**SHORT TASK**
Rework the lines below so that "white road marking" reads "painted pavement marking", keeping every other character unchanged.

**PROVIDED RECORDS**

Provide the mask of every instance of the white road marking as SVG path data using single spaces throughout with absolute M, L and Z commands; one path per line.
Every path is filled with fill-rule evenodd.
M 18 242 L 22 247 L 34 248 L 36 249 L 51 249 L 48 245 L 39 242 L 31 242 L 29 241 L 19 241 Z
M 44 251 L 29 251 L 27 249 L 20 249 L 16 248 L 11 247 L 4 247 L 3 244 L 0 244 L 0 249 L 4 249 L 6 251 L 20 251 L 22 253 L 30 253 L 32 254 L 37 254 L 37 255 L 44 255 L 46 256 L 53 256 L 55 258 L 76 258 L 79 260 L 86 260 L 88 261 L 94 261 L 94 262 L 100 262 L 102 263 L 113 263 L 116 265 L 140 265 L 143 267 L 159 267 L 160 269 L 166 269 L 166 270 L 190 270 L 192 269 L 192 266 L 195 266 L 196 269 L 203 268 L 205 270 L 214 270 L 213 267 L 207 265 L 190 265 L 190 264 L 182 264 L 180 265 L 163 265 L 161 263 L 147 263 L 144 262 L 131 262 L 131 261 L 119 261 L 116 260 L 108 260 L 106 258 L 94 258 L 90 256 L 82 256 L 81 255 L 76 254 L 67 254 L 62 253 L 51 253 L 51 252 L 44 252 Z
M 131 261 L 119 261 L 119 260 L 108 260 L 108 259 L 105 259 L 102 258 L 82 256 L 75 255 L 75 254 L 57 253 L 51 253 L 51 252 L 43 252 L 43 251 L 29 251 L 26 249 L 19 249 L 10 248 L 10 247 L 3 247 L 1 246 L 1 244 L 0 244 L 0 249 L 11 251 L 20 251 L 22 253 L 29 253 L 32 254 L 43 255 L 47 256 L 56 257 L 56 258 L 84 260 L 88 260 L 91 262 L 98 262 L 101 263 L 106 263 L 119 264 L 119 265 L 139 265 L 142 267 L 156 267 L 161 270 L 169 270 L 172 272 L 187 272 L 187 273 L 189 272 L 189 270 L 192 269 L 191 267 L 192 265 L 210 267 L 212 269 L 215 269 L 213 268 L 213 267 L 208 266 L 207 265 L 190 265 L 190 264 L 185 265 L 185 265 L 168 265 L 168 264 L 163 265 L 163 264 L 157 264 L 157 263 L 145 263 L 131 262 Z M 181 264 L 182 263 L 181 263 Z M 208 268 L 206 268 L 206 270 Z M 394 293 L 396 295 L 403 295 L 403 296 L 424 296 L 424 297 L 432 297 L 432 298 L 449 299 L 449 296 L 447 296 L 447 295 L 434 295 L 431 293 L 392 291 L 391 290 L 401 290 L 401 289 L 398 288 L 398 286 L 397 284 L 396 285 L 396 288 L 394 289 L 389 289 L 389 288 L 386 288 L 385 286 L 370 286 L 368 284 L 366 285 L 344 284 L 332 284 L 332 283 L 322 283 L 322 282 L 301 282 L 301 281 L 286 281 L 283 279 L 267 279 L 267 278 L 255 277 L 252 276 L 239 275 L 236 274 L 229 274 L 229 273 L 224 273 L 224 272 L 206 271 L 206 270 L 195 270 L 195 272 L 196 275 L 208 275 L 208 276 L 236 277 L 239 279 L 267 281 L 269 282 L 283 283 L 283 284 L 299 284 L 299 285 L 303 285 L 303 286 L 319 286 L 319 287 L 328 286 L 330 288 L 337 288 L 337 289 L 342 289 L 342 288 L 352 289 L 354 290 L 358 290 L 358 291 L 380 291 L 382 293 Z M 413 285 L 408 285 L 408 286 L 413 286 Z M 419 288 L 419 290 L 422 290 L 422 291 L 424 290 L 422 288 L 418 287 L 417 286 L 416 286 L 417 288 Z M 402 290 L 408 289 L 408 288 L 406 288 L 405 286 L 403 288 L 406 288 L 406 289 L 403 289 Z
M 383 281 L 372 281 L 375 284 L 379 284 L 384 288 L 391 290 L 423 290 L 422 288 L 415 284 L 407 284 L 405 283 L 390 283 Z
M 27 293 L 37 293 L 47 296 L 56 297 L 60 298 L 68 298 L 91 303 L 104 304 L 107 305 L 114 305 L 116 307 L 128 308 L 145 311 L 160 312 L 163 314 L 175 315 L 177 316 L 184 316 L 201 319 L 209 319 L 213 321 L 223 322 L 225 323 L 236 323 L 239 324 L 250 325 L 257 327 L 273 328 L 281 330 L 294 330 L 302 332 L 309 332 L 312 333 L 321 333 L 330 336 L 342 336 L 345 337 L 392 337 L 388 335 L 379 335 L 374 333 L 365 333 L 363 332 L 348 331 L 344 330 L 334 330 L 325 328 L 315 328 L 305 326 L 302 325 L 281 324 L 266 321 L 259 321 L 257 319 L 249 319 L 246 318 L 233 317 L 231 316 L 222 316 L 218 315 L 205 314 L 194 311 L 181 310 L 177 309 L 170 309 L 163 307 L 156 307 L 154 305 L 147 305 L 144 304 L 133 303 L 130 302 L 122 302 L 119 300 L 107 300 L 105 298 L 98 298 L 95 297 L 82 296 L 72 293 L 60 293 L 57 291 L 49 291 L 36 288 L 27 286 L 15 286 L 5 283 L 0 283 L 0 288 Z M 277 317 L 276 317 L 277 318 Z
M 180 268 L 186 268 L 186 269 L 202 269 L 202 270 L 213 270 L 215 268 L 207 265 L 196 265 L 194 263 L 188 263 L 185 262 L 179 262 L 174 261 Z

**REPLY TO THE EXERCISE**
Provide the mask of every instance of the painted pavement marking as SVG path data using single spaces throughout with absolute M, L and Z commands; one path per line.
Every path is filled with fill-rule evenodd.
M 18 242 L 22 247 L 34 248 L 36 249 L 51 249 L 48 245 L 39 242 L 31 242 L 29 241 L 19 241 Z
M 44 251 L 29 251 L 27 249 L 20 249 L 16 248 L 11 247 L 4 247 L 3 244 L 0 244 L 0 249 L 4 249 L 6 251 L 20 251 L 22 253 L 30 253 L 32 254 L 37 254 L 37 255 L 44 255 L 46 256 L 53 256 L 55 258 L 76 258 L 79 260 L 86 260 L 88 261 L 94 261 L 94 262 L 100 262 L 102 263 L 113 263 L 116 265 L 140 265 L 143 267 L 159 267 L 160 269 L 166 269 L 166 270 L 190 270 L 192 269 L 192 266 L 195 266 L 196 269 L 203 268 L 205 270 L 214 270 L 213 267 L 207 265 L 190 265 L 190 264 L 182 264 L 180 265 L 163 265 L 161 263 L 147 263 L 144 262 L 131 262 L 131 261 L 119 261 L 116 260 L 108 260 L 106 258 L 94 258 L 90 256 L 82 256 L 81 255 L 76 254 L 67 254 L 62 253 L 51 253 L 51 252 L 44 252 Z
M 131 261 L 119 261 L 119 260 L 108 260 L 108 259 L 105 259 L 102 258 L 82 256 L 75 255 L 75 254 L 57 253 L 51 253 L 51 252 L 43 252 L 43 251 L 29 251 L 26 249 L 19 249 L 10 248 L 10 247 L 3 247 L 1 246 L 1 244 L 0 244 L 0 249 L 11 251 L 20 251 L 22 253 L 29 253 L 32 254 L 43 255 L 47 256 L 56 257 L 56 258 L 84 260 L 88 260 L 91 262 L 98 262 L 101 263 L 106 263 L 119 264 L 119 265 L 139 265 L 142 267 L 156 267 L 161 270 L 169 270 L 172 272 L 187 272 L 187 273 L 189 272 L 189 270 L 192 269 L 191 267 L 192 265 L 210 267 L 212 269 L 215 269 L 213 268 L 213 267 L 208 266 L 207 265 L 190 265 L 190 264 L 185 265 L 185 265 L 168 265 L 168 264 L 163 265 L 163 264 L 157 264 L 157 263 L 145 263 L 131 262 Z M 181 264 L 182 263 L 181 263 Z M 208 268 L 206 268 L 206 270 Z M 394 293 L 396 295 L 403 295 L 403 296 L 424 296 L 424 297 L 432 297 L 432 298 L 449 299 L 449 296 L 447 296 L 447 295 L 434 295 L 431 293 L 392 291 L 391 290 L 401 290 L 401 289 L 398 288 L 398 286 L 397 284 L 396 285 L 396 288 L 394 289 L 389 289 L 389 288 L 386 288 L 385 286 L 370 286 L 368 284 L 366 285 L 344 284 L 332 284 L 332 283 L 322 283 L 322 282 L 301 282 L 301 281 L 286 281 L 283 279 L 267 279 L 267 278 L 255 277 L 252 276 L 239 275 L 236 274 L 229 274 L 229 273 L 224 273 L 224 272 L 206 271 L 206 270 L 195 270 L 195 272 L 196 275 L 208 275 L 208 276 L 236 277 L 239 279 L 267 281 L 269 282 L 283 283 L 283 284 L 299 284 L 299 285 L 303 285 L 303 286 L 319 286 L 319 287 L 328 286 L 330 288 L 337 288 L 337 289 L 342 289 L 342 288 L 352 289 L 354 290 L 358 290 L 358 291 L 380 291 L 382 293 Z M 413 285 L 408 285 L 408 286 L 413 286 Z M 419 288 L 419 290 L 422 290 L 422 291 L 424 290 L 422 288 L 418 287 L 417 286 L 416 286 L 417 288 Z M 402 290 L 408 289 L 408 288 L 406 288 L 405 286 L 403 288 L 406 288 L 406 289 L 403 289 Z
M 383 281 L 372 281 L 375 284 L 379 284 L 384 288 L 391 290 L 423 290 L 422 288 L 415 284 L 407 284 L 405 283 L 390 283 Z
M 27 293 L 37 293 L 47 296 L 56 297 L 60 298 L 68 298 L 91 303 L 104 304 L 107 305 L 114 305 L 116 307 L 128 308 L 145 311 L 160 312 L 163 314 L 175 315 L 177 316 L 184 316 L 201 319 L 209 319 L 213 321 L 223 322 L 225 323 L 236 323 L 239 324 L 250 325 L 257 327 L 273 328 L 281 330 L 294 330 L 302 332 L 309 332 L 312 333 L 321 333 L 330 336 L 342 336 L 345 337 L 392 337 L 388 335 L 379 335 L 374 333 L 365 333 L 363 332 L 348 331 L 344 330 L 334 330 L 325 328 L 315 328 L 305 326 L 302 325 L 281 324 L 266 321 L 259 321 L 257 319 L 249 319 L 246 318 L 233 317 L 231 316 L 222 316 L 218 315 L 205 314 L 194 311 L 181 310 L 177 309 L 170 309 L 163 307 L 156 307 L 154 305 L 147 305 L 144 304 L 133 303 L 130 302 L 122 302 L 119 300 L 107 300 L 105 298 L 98 298 L 95 297 L 82 296 L 72 293 L 60 293 L 57 291 L 49 291 L 36 288 L 27 286 L 15 286 L 5 283 L 0 283 L 0 288 Z M 277 317 L 276 317 L 277 318 Z
M 180 268 L 186 268 L 186 269 L 202 269 L 202 270 L 213 270 L 215 268 L 207 265 L 196 265 L 194 263 L 188 263 L 185 262 L 179 262 L 174 261 Z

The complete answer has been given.